[BEGIN Given information]

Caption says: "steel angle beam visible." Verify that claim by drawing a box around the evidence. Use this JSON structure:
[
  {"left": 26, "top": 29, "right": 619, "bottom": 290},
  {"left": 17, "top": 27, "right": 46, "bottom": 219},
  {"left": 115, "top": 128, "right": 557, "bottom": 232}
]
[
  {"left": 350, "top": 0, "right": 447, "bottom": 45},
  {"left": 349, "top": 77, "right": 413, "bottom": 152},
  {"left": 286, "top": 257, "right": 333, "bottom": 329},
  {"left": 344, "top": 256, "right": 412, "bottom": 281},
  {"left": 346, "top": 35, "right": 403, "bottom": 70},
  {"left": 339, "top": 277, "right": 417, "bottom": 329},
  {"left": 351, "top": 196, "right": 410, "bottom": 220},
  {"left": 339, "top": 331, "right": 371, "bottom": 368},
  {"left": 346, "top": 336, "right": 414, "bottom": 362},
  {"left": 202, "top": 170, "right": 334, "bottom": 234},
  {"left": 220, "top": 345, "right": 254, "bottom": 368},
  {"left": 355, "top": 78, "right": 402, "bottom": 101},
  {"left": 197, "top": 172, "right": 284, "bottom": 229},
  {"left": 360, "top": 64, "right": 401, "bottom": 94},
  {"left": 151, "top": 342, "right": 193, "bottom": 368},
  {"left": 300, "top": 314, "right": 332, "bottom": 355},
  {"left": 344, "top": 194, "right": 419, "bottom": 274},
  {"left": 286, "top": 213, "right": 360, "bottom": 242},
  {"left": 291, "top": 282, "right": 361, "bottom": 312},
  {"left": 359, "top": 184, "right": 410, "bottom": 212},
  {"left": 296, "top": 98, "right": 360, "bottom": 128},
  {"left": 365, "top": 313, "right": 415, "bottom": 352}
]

[END Given information]

_Do this_
Set out every line of the records above as a numbered list, leaving out any blank lines.

_Solution to this task_
1. Caption says: "steel angle beam visible." Verify that claim by drawing a box around the evidence. Use this JSON structure:
2. [
3.   {"left": 26, "top": 29, "right": 619, "bottom": 290},
4.   {"left": 17, "top": 27, "right": 46, "bottom": 219},
5.   {"left": 115, "top": 128, "right": 557, "bottom": 232}
6. ]
7. [
8.   {"left": 350, "top": 0, "right": 447, "bottom": 45},
9.   {"left": 349, "top": 77, "right": 413, "bottom": 152},
10.   {"left": 286, "top": 257, "right": 333, "bottom": 329},
11.   {"left": 344, "top": 256, "right": 412, "bottom": 281},
12.   {"left": 346, "top": 35, "right": 403, "bottom": 70},
13.   {"left": 339, "top": 277, "right": 417, "bottom": 329},
14.   {"left": 351, "top": 196, "right": 410, "bottom": 220},
15.   {"left": 339, "top": 331, "right": 371, "bottom": 368},
16.   {"left": 346, "top": 336, "right": 414, "bottom": 362},
17.   {"left": 202, "top": 170, "right": 334, "bottom": 234},
18.   {"left": 220, "top": 345, "right": 254, "bottom": 368},
19.   {"left": 355, "top": 78, "right": 402, "bottom": 101},
20.   {"left": 197, "top": 172, "right": 284, "bottom": 229},
21.   {"left": 360, "top": 64, "right": 401, "bottom": 94},
22.   {"left": 151, "top": 342, "right": 193, "bottom": 368},
23.   {"left": 300, "top": 314, "right": 332, "bottom": 355},
24.   {"left": 344, "top": 194, "right": 419, "bottom": 274},
25.   {"left": 286, "top": 213, "right": 360, "bottom": 242},
26.   {"left": 291, "top": 282, "right": 361, "bottom": 312},
27.   {"left": 359, "top": 184, "right": 410, "bottom": 212},
28.   {"left": 296, "top": 98, "right": 360, "bottom": 128},
29.   {"left": 365, "top": 313, "right": 415, "bottom": 352}
30. ]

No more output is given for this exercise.